How do I maintain the values that copy.deepcopy() copies outside of function "foo"?

Upvotes: 0

Views: 1756

Answers (3)

Andrew Clark
Andrew Clark

Reputation: 208505

The behavior you are seeing isn't related to deepcopy(), you are reassigning the name A to a new value, and that assignment will not carry over unless you use the global keyword. The reason the changes to B are persistent is that you are modifying a mutable variable, here are two options for how you could get the behavior you want:

  • Instead of using localDict, just modify A:

    def foo(A, B):
    A['name'] = "Simon"
    A['age'] = 55
    A['timestamp'] = "2011-05-13 15:13:22"
    A['phone'] = {'work':'555-123-1234', 'home':'555-771-2190', 'mobile':'213-601-9100'}

    B['me'] = 'John Doe'
    return

  • Use A.update(copy.deepcopy(localDict)) instead of A = copy.deepcopy(localDict):

    def foo(A, B):
    localDict = {}
    localDict['name'] = "Simon"
    localDict['age'] = 55
    localDict['timestamp'] = "2011-05-13 15:13:22"
    localDict['phone'] = {'work':'555-123-1234', 'home':'555-771-2190', 'mobile':'213-601-9100'}

    A.update(copy.deepcopy(localDict))

    B['me'] = 'John Doe'
    return

Upvotes: 0

Eli Bendersky
Eli Bendersky

Reputation: 273566

Ponder this:

>>> def foo(d):
...   d = {1: 2}
... 
>>> d = {3: 4}
>>> d
{3: 4}
>>> foo(d)
>>> d
{3: 4}
>>>

Inside foo, d = {1: 2} binds some object to the name d. This name is local, it does not modify the object d used to point to. On the other hand:

>>> def bar(d):
...   d[1] = 2
...

• PROBLEMS AND TASKS:
[1] Show each line of the records that contains the word "plant".
[2] Extend the forum thread about copy.deepcopy() onward from its final line.
The text and the records were taken from unrelated sources.

Dataset rows:
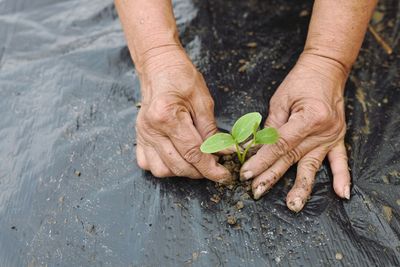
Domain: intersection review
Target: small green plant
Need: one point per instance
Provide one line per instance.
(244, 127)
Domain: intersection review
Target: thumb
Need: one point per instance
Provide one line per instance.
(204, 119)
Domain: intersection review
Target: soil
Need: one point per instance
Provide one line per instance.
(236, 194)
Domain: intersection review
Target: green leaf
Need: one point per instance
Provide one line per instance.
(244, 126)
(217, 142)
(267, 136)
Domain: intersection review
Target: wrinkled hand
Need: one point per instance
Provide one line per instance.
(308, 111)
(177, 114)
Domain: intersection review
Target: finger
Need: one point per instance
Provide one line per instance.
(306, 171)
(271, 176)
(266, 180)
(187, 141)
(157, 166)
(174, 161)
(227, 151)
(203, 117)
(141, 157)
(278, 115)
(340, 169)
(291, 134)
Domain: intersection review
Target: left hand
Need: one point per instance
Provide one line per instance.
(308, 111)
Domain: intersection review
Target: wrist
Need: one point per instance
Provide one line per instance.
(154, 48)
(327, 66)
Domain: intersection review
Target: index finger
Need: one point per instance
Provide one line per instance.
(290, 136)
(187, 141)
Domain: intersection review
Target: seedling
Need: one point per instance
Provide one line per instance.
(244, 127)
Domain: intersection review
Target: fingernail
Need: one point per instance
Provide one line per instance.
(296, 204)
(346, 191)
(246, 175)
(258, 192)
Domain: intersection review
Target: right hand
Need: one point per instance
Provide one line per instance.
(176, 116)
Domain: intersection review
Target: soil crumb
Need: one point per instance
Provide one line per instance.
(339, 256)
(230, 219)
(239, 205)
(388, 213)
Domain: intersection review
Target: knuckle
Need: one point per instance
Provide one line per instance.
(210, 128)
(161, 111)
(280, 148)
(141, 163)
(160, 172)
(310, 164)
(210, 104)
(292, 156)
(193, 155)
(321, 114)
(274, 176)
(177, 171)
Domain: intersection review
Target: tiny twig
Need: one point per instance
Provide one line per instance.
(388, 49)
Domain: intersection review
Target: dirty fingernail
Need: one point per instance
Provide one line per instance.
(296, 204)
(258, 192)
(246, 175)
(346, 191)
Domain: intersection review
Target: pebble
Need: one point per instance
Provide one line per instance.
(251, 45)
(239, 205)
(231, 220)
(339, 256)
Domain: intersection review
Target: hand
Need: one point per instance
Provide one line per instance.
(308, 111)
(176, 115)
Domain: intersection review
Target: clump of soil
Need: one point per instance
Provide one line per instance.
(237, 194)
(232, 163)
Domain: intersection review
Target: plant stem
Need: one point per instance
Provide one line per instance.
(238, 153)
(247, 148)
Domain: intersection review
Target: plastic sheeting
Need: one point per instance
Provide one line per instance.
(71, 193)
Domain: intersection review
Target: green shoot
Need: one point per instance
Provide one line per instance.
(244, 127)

• ANSWERS BY TASK:
[1]
Target: small green plant
Target: plant stem

[2]
>>> bar(d)
>>> d
{1: 2, 3: 4}
>>>

So this has nothing to do with your use of (deep)copy, it's just the way "variables" in Python work.

Upvotes: 1

Pedro Werneck
Pedro Werneck

Reputation: 41918

What's happening is that inside foo() you create a copy of B and assigns it to A, shadowing the empty dict you sent as an argument by reassigning a new object to the same name. Now inside the function you have a new dict called A, completely unrelated to the A outside in the global scope, and it gets garbage collected when the function ends, so actually nothing happens, only the 'me' key added to B.

If instead of:

A = copy.deepcopy(localDict)

You do something like this, it would work as you expect:

C = copy.deepcopy(localDict)

A.update(C)

But it seems like what you really want has nothing to do with the copy module and would be something like this:

def foo (A, B):
    A['name'] = "Simon"
    A['age'] = 55
    A['timestamp'] = "2011-05-13 15:13:22"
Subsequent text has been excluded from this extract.